• **Source document**:
Solemnity

or,

 When We Stand Here At the Edge of This Abyss, It Is a Harrowing but Powerful Experience, Because the Harrow Is Both the Edge and the Abyss Below. Thus, the Butterflies In Your Belly.

Solemnity is, in its way, a love story. It is a vehicle for its narrator to understand the collapse of his relationship and his sanity, an attempt to answer the three questions Abraham Lincoln posed in his first inaugural address:

IS IT POSSIBLE, THEN, TO MAKE THAT INTERCOURSE MORE ADVANTAGEOUS OR MORE SATISFACTORY AFTER SEPARATION THAN BEFORE? (yes)

CAN ALIENS MAKE TREATIES EASIER THAN FRIENDS CAN MAKE LAWS? (no)

CAN TREATIES BE MORE FAITHFULLY ENFORCED BETWEEN ALIENS THAN LAWS CAN AMONG FRIENDS? (yes and no)

The narrator, a small-town grocery store manager, begins researching those answers after his wife leaves him, and his history of the failed relationship—told through an engagement of Lincoln’s questions about intercourse and aliens—also chronicles his mental declension. He soon begins hallucinating both aliens and Abraham Lincoln. His investigation soon turns to the reasons for their appearance, leading to a stay in a mental hospital and the dissolution of his relationship. He is, ultimately, crafting a history of his life’s meaning, and thus the story is told with the accoutrements of history writing, footnoted, bibliographied, and illustrated.

 

100% of the proceeds from the sale of Solemnity will go to a fund supporting Henderson State University in Arkadelphia, Arkansas. It is my alma mater, and it is in some serious financial trouble. This is my way of helping a place that did much for me several decades ago.

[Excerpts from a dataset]
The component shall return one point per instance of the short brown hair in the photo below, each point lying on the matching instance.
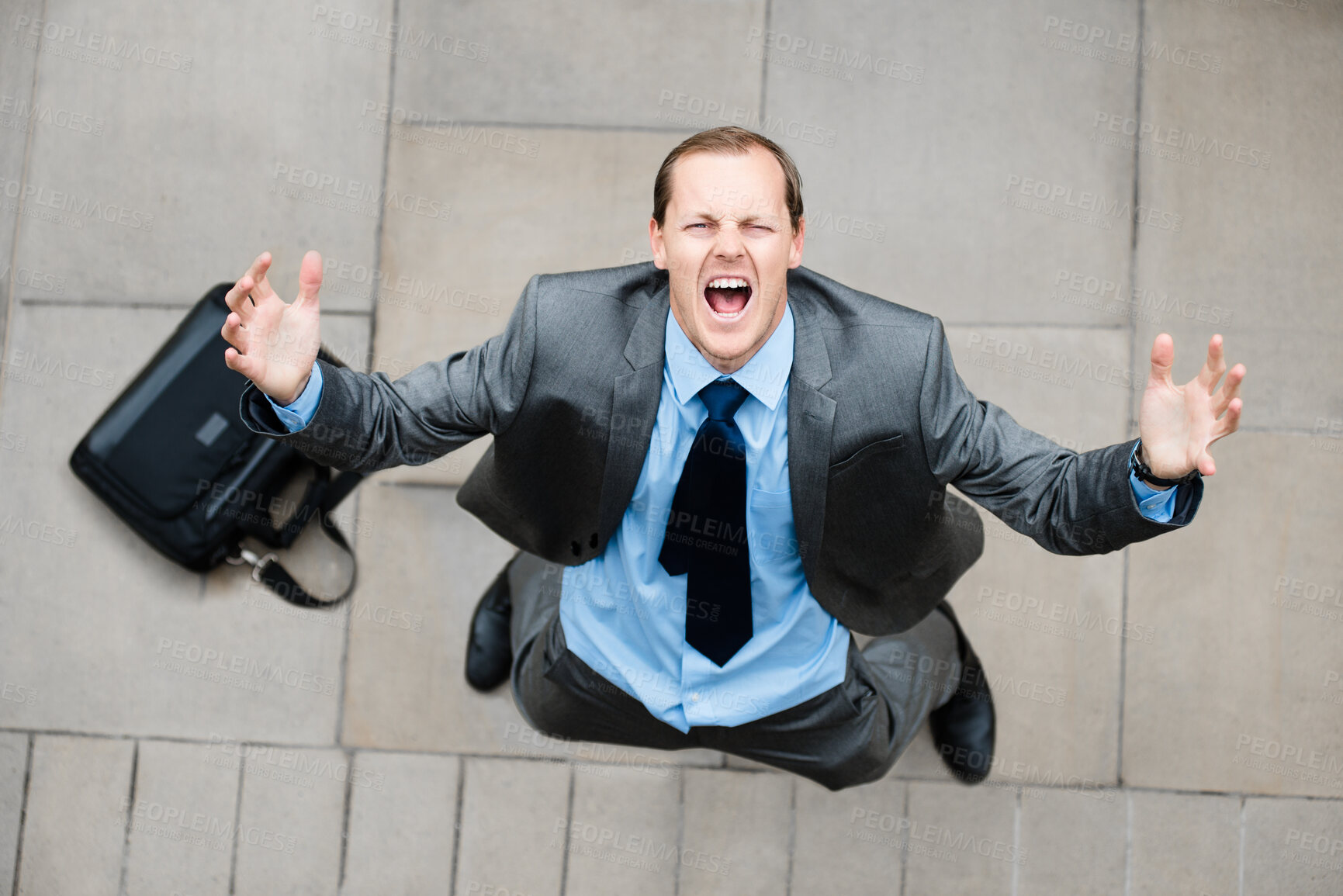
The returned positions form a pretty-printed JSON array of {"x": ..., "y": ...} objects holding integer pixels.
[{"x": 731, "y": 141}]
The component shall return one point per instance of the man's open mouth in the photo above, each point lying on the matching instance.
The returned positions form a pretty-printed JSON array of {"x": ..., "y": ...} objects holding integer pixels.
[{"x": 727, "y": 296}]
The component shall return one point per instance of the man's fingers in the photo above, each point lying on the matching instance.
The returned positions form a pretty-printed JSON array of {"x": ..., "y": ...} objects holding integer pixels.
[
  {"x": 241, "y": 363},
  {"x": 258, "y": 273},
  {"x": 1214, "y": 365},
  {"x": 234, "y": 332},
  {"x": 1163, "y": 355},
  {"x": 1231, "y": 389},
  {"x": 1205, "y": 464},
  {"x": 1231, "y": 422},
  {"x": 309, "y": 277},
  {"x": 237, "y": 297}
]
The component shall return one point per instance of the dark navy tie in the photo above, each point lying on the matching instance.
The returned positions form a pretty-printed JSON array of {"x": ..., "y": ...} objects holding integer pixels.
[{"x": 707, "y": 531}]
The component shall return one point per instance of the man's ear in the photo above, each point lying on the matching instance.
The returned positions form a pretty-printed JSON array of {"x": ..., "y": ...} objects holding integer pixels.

• **Exercise description**: According to the description of Solemnity, what is the narrator's occupation?

• **Answer for the task**: The narrator is a small-town grocery store manager.